Provided records>

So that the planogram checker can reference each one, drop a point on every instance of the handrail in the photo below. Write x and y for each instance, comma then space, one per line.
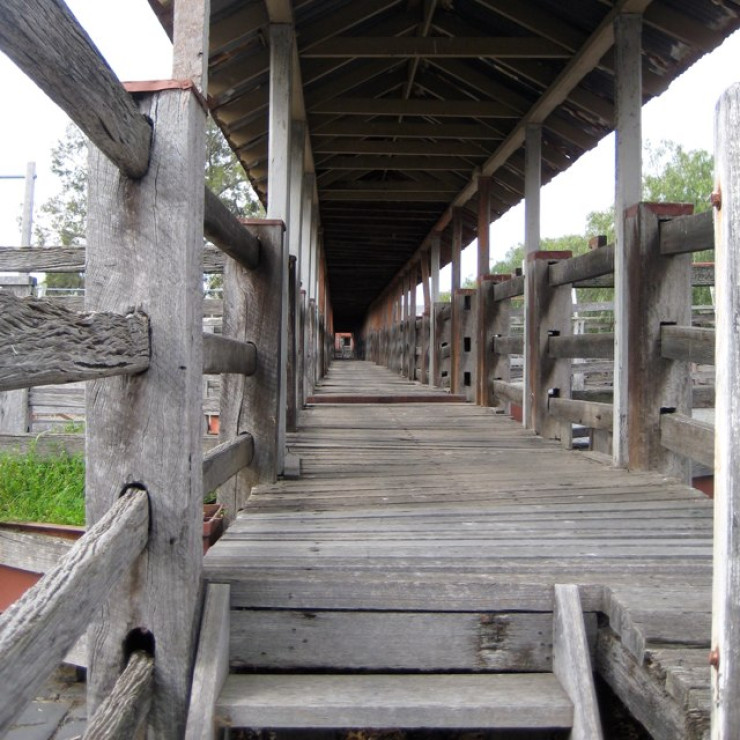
685, 234
586, 266
42, 343
101, 107
38, 630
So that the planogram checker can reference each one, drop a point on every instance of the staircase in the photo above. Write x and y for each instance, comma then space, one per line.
302, 668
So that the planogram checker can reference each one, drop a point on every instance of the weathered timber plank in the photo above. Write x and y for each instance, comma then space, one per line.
687, 343
508, 345
391, 701
211, 663
684, 234
582, 345
393, 641
31, 551
688, 437
509, 289
726, 594
225, 230
226, 460
647, 699
586, 266
125, 710
225, 355
137, 232
42, 259
590, 414
572, 662
43, 343
44, 39
37, 631
513, 392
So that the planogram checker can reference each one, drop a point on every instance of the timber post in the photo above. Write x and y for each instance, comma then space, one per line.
726, 588
465, 341
253, 312
547, 310
146, 430
660, 295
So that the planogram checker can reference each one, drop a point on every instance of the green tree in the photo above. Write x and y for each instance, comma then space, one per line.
62, 218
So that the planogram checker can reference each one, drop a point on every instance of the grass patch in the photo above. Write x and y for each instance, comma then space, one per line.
42, 489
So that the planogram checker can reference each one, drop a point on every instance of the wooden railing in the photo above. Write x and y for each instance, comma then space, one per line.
139, 346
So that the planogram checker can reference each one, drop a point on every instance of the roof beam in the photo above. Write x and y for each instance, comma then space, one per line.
469, 131
413, 107
371, 162
406, 147
435, 47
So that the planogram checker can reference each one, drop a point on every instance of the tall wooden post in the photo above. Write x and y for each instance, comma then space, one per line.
484, 222
628, 97
434, 285
532, 187
726, 589
146, 430
660, 293
279, 170
549, 310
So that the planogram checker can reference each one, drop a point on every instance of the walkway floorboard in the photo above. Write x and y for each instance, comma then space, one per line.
425, 509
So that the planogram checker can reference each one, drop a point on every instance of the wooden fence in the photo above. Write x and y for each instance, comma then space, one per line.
141, 351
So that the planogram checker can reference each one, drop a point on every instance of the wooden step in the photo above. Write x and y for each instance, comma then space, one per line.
444, 701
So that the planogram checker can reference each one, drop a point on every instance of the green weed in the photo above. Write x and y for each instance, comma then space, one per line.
42, 489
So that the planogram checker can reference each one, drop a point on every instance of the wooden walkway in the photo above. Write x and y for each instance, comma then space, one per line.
428, 537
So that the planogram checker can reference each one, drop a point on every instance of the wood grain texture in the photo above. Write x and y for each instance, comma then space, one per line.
252, 312
43, 343
726, 594
388, 701
586, 266
688, 437
44, 39
42, 259
224, 355
124, 711
660, 293
225, 230
226, 460
38, 630
211, 664
148, 428
572, 663
688, 344
694, 233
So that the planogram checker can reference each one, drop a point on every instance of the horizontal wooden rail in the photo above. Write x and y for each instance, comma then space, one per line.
586, 266
508, 391
508, 345
42, 259
687, 234
127, 706
225, 230
688, 343
42, 343
224, 355
701, 275
589, 414
509, 288
582, 345
226, 460
688, 437
39, 629
46, 42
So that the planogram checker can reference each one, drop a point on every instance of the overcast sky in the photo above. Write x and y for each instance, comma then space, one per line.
135, 46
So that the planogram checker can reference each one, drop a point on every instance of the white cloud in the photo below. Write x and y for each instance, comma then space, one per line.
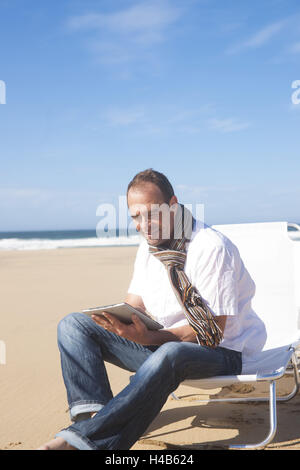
260, 38
123, 36
227, 125
153, 15
123, 116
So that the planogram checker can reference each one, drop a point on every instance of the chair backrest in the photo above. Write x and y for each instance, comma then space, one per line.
267, 253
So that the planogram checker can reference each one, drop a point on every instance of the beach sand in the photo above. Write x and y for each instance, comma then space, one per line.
38, 288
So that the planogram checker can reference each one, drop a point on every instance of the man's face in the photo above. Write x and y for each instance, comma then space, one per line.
151, 214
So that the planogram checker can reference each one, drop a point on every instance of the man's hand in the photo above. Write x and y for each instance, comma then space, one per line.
135, 331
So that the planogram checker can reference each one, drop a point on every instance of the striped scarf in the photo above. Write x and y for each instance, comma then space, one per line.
173, 257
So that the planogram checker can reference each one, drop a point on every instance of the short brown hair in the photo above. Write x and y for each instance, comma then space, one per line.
155, 177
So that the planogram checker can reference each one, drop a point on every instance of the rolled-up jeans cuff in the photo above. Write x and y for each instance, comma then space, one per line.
84, 407
75, 440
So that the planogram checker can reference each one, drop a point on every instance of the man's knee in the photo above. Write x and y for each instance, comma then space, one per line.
169, 353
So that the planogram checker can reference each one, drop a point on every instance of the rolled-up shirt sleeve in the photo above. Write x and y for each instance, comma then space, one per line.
137, 280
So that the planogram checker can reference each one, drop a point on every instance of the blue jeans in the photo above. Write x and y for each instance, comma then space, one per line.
121, 420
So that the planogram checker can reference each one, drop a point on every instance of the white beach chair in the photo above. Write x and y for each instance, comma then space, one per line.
267, 252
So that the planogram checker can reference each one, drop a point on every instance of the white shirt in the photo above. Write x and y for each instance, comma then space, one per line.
213, 265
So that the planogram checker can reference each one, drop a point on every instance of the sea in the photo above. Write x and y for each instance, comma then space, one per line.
55, 239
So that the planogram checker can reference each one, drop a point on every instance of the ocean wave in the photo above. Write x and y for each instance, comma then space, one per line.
48, 244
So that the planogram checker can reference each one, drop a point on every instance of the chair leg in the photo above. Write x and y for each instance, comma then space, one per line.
273, 423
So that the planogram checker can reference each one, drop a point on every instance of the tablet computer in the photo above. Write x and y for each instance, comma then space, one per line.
123, 312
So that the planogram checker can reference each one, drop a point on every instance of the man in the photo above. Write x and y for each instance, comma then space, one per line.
196, 286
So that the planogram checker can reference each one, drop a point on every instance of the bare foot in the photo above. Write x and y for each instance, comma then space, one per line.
57, 444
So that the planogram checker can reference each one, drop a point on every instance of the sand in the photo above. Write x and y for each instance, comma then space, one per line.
38, 288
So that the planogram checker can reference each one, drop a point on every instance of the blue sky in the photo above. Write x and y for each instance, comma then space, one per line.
97, 90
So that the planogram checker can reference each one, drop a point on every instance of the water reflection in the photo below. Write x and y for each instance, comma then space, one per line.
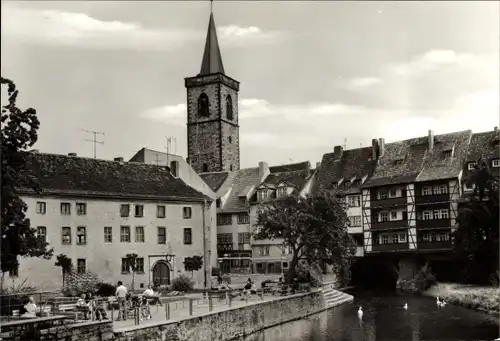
385, 318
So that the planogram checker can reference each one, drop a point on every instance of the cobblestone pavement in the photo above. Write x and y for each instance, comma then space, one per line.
180, 310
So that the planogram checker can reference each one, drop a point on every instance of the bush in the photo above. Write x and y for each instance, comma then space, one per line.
182, 283
105, 289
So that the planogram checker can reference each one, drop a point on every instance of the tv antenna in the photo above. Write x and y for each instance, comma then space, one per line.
94, 140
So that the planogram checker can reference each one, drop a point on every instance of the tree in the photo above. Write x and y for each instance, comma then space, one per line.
315, 228
66, 265
193, 264
132, 264
19, 132
476, 239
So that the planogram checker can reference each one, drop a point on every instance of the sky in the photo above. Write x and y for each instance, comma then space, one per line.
312, 75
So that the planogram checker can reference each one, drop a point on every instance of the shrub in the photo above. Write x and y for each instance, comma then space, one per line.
105, 289
182, 283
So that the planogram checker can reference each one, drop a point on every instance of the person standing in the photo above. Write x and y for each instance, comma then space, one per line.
121, 297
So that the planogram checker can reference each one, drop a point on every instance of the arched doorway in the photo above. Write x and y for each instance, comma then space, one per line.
161, 273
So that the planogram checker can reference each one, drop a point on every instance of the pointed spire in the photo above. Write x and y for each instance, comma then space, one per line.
212, 58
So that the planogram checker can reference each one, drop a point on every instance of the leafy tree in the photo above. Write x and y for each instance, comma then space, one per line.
476, 239
193, 264
19, 132
132, 263
315, 228
66, 265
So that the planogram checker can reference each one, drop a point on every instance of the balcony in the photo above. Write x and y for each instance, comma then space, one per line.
392, 224
389, 202
390, 247
433, 223
434, 246
429, 199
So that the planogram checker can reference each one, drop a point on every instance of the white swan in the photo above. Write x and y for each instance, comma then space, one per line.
360, 312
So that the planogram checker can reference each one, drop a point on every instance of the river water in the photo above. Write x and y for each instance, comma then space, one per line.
385, 319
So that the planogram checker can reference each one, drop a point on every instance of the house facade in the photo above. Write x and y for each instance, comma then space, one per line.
97, 211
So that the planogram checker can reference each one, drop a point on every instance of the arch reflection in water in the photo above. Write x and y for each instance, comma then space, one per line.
385, 319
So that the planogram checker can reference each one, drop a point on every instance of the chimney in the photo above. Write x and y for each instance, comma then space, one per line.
375, 149
431, 140
337, 151
262, 168
381, 146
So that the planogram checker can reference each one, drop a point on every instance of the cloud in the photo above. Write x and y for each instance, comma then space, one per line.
362, 83
431, 61
237, 35
78, 29
312, 125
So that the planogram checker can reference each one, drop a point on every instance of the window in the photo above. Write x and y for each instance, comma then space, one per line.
81, 265
355, 220
174, 168
66, 235
162, 235
41, 207
229, 107
224, 219
264, 250
186, 212
139, 211
81, 235
139, 264
139, 234
65, 208
188, 236
203, 106
125, 267
243, 218
281, 192
383, 216
124, 234
108, 234
427, 190
81, 208
354, 201
124, 210
443, 189
41, 232
160, 211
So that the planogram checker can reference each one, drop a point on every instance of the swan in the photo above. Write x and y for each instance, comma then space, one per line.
360, 312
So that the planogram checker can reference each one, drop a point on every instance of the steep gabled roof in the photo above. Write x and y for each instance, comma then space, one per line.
353, 164
214, 179
437, 166
79, 176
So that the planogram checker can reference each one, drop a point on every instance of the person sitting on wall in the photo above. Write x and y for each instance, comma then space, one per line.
151, 296
30, 308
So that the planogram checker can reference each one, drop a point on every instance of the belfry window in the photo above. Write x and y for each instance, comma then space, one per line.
229, 107
203, 106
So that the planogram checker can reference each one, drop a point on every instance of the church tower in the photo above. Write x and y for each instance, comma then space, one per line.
212, 112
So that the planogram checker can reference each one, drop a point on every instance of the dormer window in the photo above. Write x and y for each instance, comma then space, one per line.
280, 192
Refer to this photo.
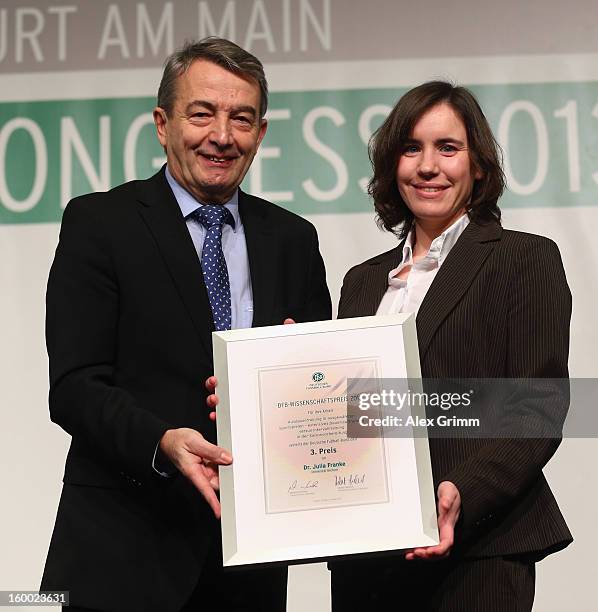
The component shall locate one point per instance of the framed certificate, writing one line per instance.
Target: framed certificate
(300, 488)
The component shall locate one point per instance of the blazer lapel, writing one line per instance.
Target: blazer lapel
(373, 285)
(262, 251)
(162, 215)
(454, 278)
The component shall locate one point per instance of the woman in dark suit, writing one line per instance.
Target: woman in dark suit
(490, 303)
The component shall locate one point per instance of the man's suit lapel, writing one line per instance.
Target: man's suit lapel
(454, 278)
(264, 257)
(163, 217)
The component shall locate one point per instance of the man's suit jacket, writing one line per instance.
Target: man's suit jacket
(499, 307)
(129, 339)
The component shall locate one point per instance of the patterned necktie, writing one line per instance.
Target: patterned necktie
(213, 264)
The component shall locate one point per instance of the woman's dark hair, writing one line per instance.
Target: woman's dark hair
(389, 140)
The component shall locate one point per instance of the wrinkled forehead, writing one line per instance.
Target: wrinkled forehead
(216, 80)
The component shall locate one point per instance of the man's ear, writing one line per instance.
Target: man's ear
(160, 120)
(263, 130)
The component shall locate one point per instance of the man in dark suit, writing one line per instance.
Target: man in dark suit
(142, 275)
(491, 304)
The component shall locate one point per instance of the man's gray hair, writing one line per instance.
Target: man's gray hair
(219, 51)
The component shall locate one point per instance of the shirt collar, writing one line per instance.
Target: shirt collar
(439, 249)
(188, 204)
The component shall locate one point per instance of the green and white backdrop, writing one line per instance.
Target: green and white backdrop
(77, 87)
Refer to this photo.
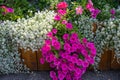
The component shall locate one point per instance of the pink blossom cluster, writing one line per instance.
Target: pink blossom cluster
(94, 11)
(65, 57)
(61, 11)
(68, 56)
(6, 10)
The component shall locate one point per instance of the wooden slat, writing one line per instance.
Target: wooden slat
(44, 66)
(114, 64)
(29, 59)
(105, 60)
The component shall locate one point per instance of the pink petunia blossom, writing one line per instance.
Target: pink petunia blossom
(67, 47)
(52, 74)
(69, 26)
(54, 30)
(73, 38)
(64, 67)
(47, 42)
(62, 5)
(89, 6)
(57, 17)
(42, 61)
(68, 77)
(79, 10)
(90, 60)
(112, 11)
(85, 64)
(46, 48)
(65, 36)
(56, 44)
(10, 10)
(84, 40)
(94, 13)
(64, 22)
(50, 34)
(61, 12)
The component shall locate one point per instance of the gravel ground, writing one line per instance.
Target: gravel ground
(44, 75)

Given exercise>
Transcribe exactly the line containing "The component shall locate one point per instance of the wooden" and all remaining lines of the material, ending with the last one.

Task output>
The component shall locate one point per instance of the wooden slat, writing one line per instance.
Target: wooden slat
(44, 66)
(114, 64)
(29, 59)
(105, 60)
The component shall locate one point per instance of the pink petunia blossom, writing one line per instance.
Target: pink petunia blossom
(67, 47)
(52, 74)
(69, 26)
(54, 30)
(73, 38)
(64, 67)
(47, 42)
(62, 5)
(89, 6)
(57, 17)
(42, 61)
(68, 77)
(79, 10)
(90, 60)
(112, 11)
(85, 64)
(46, 48)
(65, 36)
(56, 44)
(10, 10)
(84, 40)
(94, 13)
(64, 22)
(50, 34)
(61, 12)
The component shall locate one point per instance of the gravel ground, writing one line per instance.
Target: gravel ground
(44, 75)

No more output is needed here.